* [Extracted text]
········

Such is the issue in my case:
MUL is 1-3 cycles in my case (32x32=>64);
MUL is also relatively infrequent in my tests;
MAC saves typically 1 cycle over MUL+ADD;
...

I didn't see much gain from adding it, because there are generally just
not enough integer multiplies to begin with.

Most of the integer MUL+ADD were in the form of "arrays of structs" and
similar, which benefited primarily from an "Rn=Rp+Rm*Imm" instruction.

However, even with this instruction able to fairly effectively handle
this use-case, there wasn't enough of them in the general case to make
much visible impact on performance.

One could argue that it could be "better" to have a full 64-bit hardware
multiply and not "fake it" with 32-bit multiply ops, however, the logic
for "faking it" fits into the pipeline moderately well. The most obvious
addition would be if there were a DMULS.L variant which could take the
high halves of a register (and avoid the need for shift ops).

Say (64x64=>128):
MOV 0, R17 | DMULUH.L R4, R5, R16 //1c, Lo(R4) * Hi(R5)
MOV 0, R19 | DMULUH.L R5, R4, R18 //1c, Lo(R5) * Hi(R4)
DMULSHH.L R4, R5, R3 //1c, Hi(R4) * Hi(R5)
DMULU.L R4, R5, R2 //1c, Lo(R4) * Lo(R5)
ADDX R16, R18, R20 //2c (interlock)
SHLDX R20, 32, R20 //1c (*2)
ADDX R2, R20, R2 //1c
RTS //2c (predicted)

Time: ~ 10 clock cycles (excluding function-call overheads).

Otherwise, as-is, one would need to spend an extra clock cycle on a pair
of "SHLD.Q" operations or similar.

*2: Newly added encoding.

The closest exception to this (DMACS.L being "kinda pointless") was
Dhrystone, which has some multidimensional arrays, which were used
highly enough to have a visible effect, but even then it was still
fairly modest.

Dhrystone score is still pretty weak though (~ 69k ATM; 0.79 DMIPS/MHz).

Though, this would seem to still be pretty solid at least if going by
"vintage stats" (eg; results for this benchmark as posted back in the
1990s).

Testing on my PC, there is actually a fairly large difference between
compilers and between optimization settings when it comes to this
benchmark (and both GCC and Clang seem to give notably higher numbers
than MSVC on this test; need to compare "-Os" vs "/O2" or similar to
give MSVC much hope of winning this one).

Still not really gotten "RISC-V Mode" working well enough to test an
RV64I build of Dhrystone to see how it compares; with both versions
running on the same hardware (could confirm or deny the "GCC is using
arcane magic on this benchmark" hypothesis).

Though, probably doesn't help that BGBCC kinda sucks even vs MSVC when
it comes to things like register allocation (despite x86-64 having half
as many registers, MSVC still somewhat beats BGBCC at the "not spilling
registers to memory all the time" game).

I actually got a lot more performance gains more recently mostly by some
fiddly with the register allocation logic (and was, for the first time
in a while, actually able to get a visible improvement in terms of Doom
framerate, *).

*: Doom is now ~ 15-25 (for the most part), now occasionally hitting the
30 fps limiter, and no longer dropping into single-digit territory.

········

* [What this exercise asks]
(a) Repeat the part of the post on multiply instructions that opens with the words containing "The closest exception" and closes with "fairly modest.".
(b) Decide whether each statement agrees with the post on multiply instructions. Answer yes or no, and quote the deciding words: (i) MAC typically saves one cycle over MUL+ADD. (ii) MSVC gives notably higher numbers than GCC and Clang on the benchmark. (iii) "RISC-V Mode" already works well enough to test an RV64I build of Dhrystone.
(c) Resume the post on multiply instructions after its final sentence.
The lines after this post are separate material.

········

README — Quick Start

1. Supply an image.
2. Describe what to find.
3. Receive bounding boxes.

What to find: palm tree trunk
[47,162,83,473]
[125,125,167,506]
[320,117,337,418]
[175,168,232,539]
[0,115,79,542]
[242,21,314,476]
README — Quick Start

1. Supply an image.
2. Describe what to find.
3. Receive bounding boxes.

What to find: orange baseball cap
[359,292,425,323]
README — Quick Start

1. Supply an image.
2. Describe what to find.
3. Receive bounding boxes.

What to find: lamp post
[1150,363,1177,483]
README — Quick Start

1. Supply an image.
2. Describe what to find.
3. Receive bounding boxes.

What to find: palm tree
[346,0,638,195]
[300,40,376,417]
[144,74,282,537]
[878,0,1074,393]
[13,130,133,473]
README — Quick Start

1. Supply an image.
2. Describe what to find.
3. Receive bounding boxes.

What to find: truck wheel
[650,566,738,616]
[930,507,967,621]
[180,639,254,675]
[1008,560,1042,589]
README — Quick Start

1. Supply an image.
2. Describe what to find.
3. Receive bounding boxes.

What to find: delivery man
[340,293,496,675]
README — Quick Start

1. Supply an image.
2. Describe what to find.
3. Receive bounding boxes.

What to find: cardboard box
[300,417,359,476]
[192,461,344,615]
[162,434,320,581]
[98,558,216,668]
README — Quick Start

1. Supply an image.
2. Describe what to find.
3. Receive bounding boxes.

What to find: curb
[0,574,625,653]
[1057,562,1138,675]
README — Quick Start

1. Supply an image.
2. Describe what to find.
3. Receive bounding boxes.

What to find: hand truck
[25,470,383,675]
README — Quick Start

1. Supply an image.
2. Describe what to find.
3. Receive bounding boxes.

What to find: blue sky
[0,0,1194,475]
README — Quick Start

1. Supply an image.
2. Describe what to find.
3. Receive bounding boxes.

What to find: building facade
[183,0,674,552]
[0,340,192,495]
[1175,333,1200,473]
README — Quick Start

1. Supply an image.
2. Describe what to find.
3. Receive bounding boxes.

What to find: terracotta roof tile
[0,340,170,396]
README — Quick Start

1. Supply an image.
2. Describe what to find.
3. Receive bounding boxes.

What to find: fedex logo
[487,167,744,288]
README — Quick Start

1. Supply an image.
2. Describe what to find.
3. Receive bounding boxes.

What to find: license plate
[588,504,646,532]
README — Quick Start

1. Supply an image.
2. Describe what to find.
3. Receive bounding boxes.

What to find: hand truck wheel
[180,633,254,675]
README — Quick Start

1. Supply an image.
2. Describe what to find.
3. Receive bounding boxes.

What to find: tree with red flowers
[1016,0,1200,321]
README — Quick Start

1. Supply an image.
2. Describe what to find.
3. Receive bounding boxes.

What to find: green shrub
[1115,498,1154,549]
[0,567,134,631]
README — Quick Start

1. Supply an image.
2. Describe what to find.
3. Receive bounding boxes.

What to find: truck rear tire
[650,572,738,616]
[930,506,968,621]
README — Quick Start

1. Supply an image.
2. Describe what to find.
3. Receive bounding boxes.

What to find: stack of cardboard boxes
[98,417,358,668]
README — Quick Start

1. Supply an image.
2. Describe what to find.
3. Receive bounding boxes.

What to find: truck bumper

········

* [Answer set]
(a)
The closest exception to this (DMACS.L being "kinda pointless") was
Dhrystone, which has some multidimensional arrays, which were used
highly enough to have a visible effect, but even then it was still
fairly modest.

(b)
(i) Yes: "MAC saves typically 1 cycle over MUL+ADD"
(ii) No: "both GCC and Clang seem to give notably higher numbers than MSVC on this test"
(iii) No: "Still not really gotten "RISC-V Mode" working well enough to test an RV64I build of Dhrystone"

(c)
This was a tweak that mostly eliminated a certain amount of "double
loading" (loading the same value from memory into multiple registers
using multiple memory loads). As well as some "spill value to memory,
immediately reload into another register" cases, ...

Mostly this was by adding logic to check whether a given variable would
be referenced again within the same basic-block, preferentially loading
a value into a register and working on the in-register version if this
was the case, or preferentially spilling to or operating on memory (via
scratch registers if needed) if this variable will not be used again
within the same basic block (the previous register allocation logic did
not use any sort of "forward looking" behavior).

This was along with recently running into some code (while working on
DMACS.L), which was handling scaled-addressing by acting as if it were
still generating code for SuperH, namely trying to build index-scale
from fixed-shift operators and ADD operations, and seemingly unaware
that the ISA now has 3R and 3RI operations (*3).

Could still be better here.

*3: Like, BJX2 is well past the stage of needing to do things like:
MOV RsrcA, Rdst
ADD RsrcB, Rdst
....

Or, trying to implement things like Rd=Rs*1280 as:
MOV Rs, Rd
SHLL2 Rd
ADD Rs, Rd
SHLL8 Rd

Just sorta used "#if 0" on a lot of this, since a 3RI MUL is now the
faster option (but, there are still some amount of "dark corners" like
this in the codegen I guess). Granted, the ISA had been enough of a
moving target that much of the codegen is sort of like a mass of layers
partly divided along different parts of the ISAs development.

So, some high-level parts of the codegen still pretend they are
targeting SuperH, then emit instructions with encodings for a much
earlier version of the ISA, which are then bit-twiddled into their newer
encodings. Some amount of it should probably be rewritten, but endless
"quick and dirty hacks" was an easier prospect than "just go and rewrite
all this from a clean slate".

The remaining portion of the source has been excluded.